Word correction module consists of several functions. In the word correction software there is one main function, which is correct function. Other functions such as supporting function to adjust the input with the Indonesian grammar. Correct function matches the input and correct it as well. The correct function uses a dictionary (list of words) in Indonesian as a reference to correct it. There are support function to overcome constraints on the use of numbers and the name of the dictionary as described in the literature, such as: 1. The function to break text into words. 2. The function to check number in text. 3. The function to check uppercase letter at the beginning of the sentence. 4. The function to check punctuation mark at the end of the sentence. 5. The function to check name (uses uppercase letter) in the sentence. 6. The function to combine all word output from previous execution.

Design Implementation

Implementation of the word correction module consists of:

The first step is arrange words in Indonesian language to be used in the dictionary. The dictionary is used to compare each input with Indonesian language. The words in this dictionary comes from the words that exist in KBBI (Kamus Besar Bahasa Indonesia). The number of words in this dictionary are the result of the reduction of as many as 50,850 words. The number is a combination of basic words, conjunctions, repeated words, absorption words, numerals, question words, pronouns, affixes, prefixes and suffixes.

Compiling word correction module

Correction word module compiled by adapting corrector made by Peter Norvig. In this word correction module, because common error from the output image processing usually occurs in letter, not the length of the word, then the correction function just replace the error word. This function will only replace the word if the length of the input equal to the length of the word in the dictionary. The use of this kind of replacing is also considering the computational load. If only use one replacing function, for word length is n and edit distance is one then it will only occur n-1 transposition distances.

From literature about spelling correction, it claims that 80% to 95% of spelling errors have an edit distance of one from the target. Based on research by Peter Novrig on 270 errors in spelling, it is found that only 76% of them have one edit distance. Further research obtain a good coverage, in the test case 270, only three had a distance greater than two. That means, the correction of input will include two letters 98.9% of the case. Because of the correction do not exceed two distance correction, the optimization that can be done is simply to maintain the substitute word that will be used totally familiar words [7].

============

## About this task
In the word correction text, what source supplies the words in the dictionary? The items after the word correction text have nothing to do with it.

## Data for analysis
============

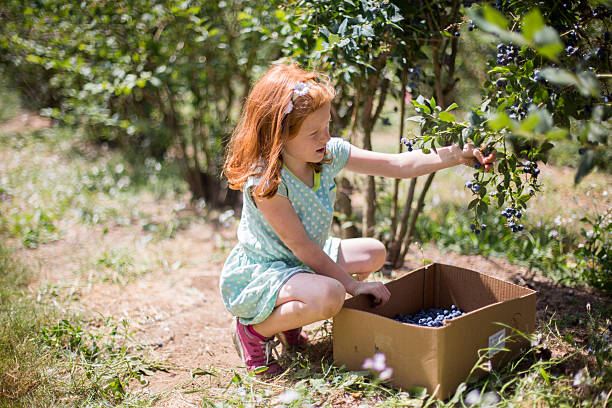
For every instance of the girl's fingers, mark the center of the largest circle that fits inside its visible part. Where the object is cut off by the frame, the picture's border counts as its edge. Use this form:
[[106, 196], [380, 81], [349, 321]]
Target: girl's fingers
[[478, 155]]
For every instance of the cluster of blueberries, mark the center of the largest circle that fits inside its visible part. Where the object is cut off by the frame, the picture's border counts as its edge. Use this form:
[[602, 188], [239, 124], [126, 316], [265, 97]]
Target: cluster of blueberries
[[408, 143], [506, 54], [433, 317], [531, 168], [513, 215], [518, 111], [475, 187]]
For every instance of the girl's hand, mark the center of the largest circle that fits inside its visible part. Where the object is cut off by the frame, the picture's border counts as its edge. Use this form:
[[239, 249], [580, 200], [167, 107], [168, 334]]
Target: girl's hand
[[377, 290], [471, 155]]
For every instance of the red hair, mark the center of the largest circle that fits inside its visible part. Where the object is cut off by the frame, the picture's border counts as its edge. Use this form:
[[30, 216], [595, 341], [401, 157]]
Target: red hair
[[265, 127]]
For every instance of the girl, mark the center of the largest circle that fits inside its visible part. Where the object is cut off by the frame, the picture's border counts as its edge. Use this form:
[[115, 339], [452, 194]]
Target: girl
[[286, 271]]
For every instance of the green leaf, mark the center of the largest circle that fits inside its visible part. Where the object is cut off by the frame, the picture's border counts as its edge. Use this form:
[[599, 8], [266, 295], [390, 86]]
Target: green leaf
[[447, 117], [342, 28], [545, 375], [494, 17], [557, 134], [333, 39], [558, 76], [531, 23], [499, 121], [585, 82], [397, 16], [547, 42], [451, 107], [367, 31], [530, 122], [418, 119]]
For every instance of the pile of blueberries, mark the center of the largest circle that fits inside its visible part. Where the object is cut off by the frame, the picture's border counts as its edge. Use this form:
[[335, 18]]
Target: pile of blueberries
[[430, 317]]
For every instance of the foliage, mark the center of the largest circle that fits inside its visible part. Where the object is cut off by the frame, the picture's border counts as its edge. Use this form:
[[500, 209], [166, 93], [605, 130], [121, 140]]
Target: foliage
[[157, 78], [529, 104], [595, 252]]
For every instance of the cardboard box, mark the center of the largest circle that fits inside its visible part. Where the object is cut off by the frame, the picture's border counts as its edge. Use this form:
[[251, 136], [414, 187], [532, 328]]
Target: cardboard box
[[438, 358]]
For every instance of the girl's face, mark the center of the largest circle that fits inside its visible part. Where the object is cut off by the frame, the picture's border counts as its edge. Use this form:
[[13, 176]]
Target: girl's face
[[309, 143]]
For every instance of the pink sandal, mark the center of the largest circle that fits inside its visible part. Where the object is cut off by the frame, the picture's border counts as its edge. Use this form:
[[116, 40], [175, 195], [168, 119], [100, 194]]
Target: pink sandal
[[255, 350], [293, 338]]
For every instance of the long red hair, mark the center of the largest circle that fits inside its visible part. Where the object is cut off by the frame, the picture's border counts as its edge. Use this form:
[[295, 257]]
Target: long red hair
[[265, 127]]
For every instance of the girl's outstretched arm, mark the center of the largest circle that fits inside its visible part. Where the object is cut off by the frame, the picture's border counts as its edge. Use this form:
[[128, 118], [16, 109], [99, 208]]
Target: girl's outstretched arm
[[415, 163], [279, 212]]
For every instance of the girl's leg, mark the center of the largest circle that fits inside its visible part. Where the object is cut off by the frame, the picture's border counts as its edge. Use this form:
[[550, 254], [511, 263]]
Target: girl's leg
[[305, 298], [361, 256]]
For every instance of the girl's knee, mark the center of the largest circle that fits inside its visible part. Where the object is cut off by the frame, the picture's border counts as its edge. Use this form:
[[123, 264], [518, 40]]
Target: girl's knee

============

## Solution for this problem
KBBI (Kamus Besar Bahasa Indonesia).